==== Kutipan Terpilih ====

Berita Kampus

Suara Penolakan Peleburan Pendidikan Paud dan Nonformal

Pada periode kali ini, banyak yang mengalami perombakan. Tak terkecuali di bidang pendidikan.

avatar
Sketsa Unmul

sketsaunmul@gmail.com


Sumber Gambar: Istimewa

SKETSA - Memasuki dua periode pemerintahan Presiden Joko Widodo (Jokowi) banyak hal mengalami perombakan, tidak terkecuali Kementerian Pendidikan dan Kebudayaan (Kemendikbud). Presiden Jokowi pada Senin (16/12) menandatangani kebijakan baru Peraturan Presiden (Perpres) Nomor 82 Tahun 2019 tentang Kemendikbud, salah satu kebijakan yang di sorot adalah dileburnya Dirjen Pendidikan Anak Usia Dini dan Pendidikan Masyarakat (PAUD-Dikmas) dengan Dirjen Pendidikan Dasar Menengah (Dikdasmen).

Dua dirjen ini menjadi Dirjen Pendidikan Anak Usia Dini, Pendidikan Dasar, dan Pendidikan dan Menengah. Sehingga, menghilangkan nomenklatur Dikmas atau biasa dikenal dengan Pendidikan Nonformal.

Kebijakan ini pun ditentang oleh beberapa ahli pendidikan, termasuk dari Unmul. Andi Ismail Lukman salah satu dosen pendidikan masyarakat atau pendidikan nonformal ini secara tegas menolak kebijakan tersebut pada Rabu (1/1).

“Selaku akademisi saya tidak setuju,” tegas Ismail.

Ia menjelaskan bahwa Perpres no. 82 2019 yang telah dikeluarkan bertentangan dengan pasal 26 UU no 20/2003 tentang Sistem Pendidikan Nasional (Sisdiknas). UU Sisdiknas no. 20 tahun 2003 jelas membagi 3 jalur pendidikan yakni pendidikan formal, nonformal dan informal.

“Selain itu, dalam struktur barunya pun istilah pendidikan nonformal tidak dipakai lagi oleh Kemendikbud,” ujarnya.

Saat ini akademisi, praktisi, alumni Pendidikan Luar Sekolah, dan mahasiswa sedang berjuang agar pendidikan nonformal tetap diadakan. Mengingat peran pendidikan nonformal memiliki kontribusi besar untuk kemajuan pendidikan terkhusus untuk masyarakat miskin yang tidak memiliki akses pendidikan formal.

“Kami peduli terhadap anak-anak indonesia yang putus sekolah, mereka perlu sentuhan yang tidak dapat disentuh oleh pendidikan nonformal. Pemerintah harusnya perlu mendukung melalui kebijakannya dan perlu tetap mengadakan wadah atau rumah untuk pengiat pendidikan nonformal,” tegas Ismail.

Beberapa usaha pun telah di kerahkan seperti audiensi dengan DPR RI Komisi X dalam rangka menyampaikan aspirasi para pegiat pendidikan nonformal pada Selasa (14/1), kampanye sosial media gerakan save dikmas, serta unjuk rasa dari para mahasiswa terkhusus mahasiswa pendidikan nonformal dan pendidikan paud.

==== Data yang Tersedia ====

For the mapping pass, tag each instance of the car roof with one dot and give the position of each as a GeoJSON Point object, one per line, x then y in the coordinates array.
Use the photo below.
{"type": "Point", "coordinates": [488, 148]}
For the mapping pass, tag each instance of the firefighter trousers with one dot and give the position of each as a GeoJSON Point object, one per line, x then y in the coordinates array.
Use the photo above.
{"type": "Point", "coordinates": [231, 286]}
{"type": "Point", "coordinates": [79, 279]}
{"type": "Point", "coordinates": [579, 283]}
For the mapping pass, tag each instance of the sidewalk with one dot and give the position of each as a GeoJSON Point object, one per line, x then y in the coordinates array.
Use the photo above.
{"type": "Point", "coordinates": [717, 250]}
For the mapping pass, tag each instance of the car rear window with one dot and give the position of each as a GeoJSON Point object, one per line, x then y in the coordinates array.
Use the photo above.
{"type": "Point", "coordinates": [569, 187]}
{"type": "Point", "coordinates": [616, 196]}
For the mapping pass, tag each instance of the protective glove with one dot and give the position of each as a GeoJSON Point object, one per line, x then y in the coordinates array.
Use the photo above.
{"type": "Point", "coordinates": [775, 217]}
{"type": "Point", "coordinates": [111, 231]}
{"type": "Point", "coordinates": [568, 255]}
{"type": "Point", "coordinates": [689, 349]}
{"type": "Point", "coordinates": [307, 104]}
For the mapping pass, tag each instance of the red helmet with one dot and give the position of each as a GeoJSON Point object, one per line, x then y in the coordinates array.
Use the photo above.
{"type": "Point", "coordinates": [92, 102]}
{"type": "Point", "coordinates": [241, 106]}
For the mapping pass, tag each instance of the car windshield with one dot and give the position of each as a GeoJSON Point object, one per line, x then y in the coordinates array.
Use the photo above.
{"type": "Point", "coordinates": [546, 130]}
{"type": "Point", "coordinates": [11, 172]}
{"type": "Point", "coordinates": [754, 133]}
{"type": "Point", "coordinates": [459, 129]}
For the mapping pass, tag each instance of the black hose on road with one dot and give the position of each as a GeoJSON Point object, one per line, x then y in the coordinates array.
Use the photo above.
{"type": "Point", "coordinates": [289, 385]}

====

Tugas:
Jawablah pertanyaan berikut berdasarkan berita tentang penolakan peleburan pendidikan nonformal.
1. Peraturan presiden nomor berapa yang ditandatangani Presiden Jokowi pada Senin (16/12)?
2. Menurut Ismail, Perpres tersebut bertentangan dengan pasal berapa dan undang-undang apa?
3. Dengan komisi DPR RI mana audiensi para pegiat pendidikan nonformal dilakukan pada Selasa (14/1)?

Hasil di Bawah:
1. Peraturan Presiden Nomor 82 Tahun 2019 tentang Kemendikbud.
2. Pasal 26 UU No. 20/2003 tentang Sistem Pendidikan Nasional (Sisdiknas).
3. Komisi X.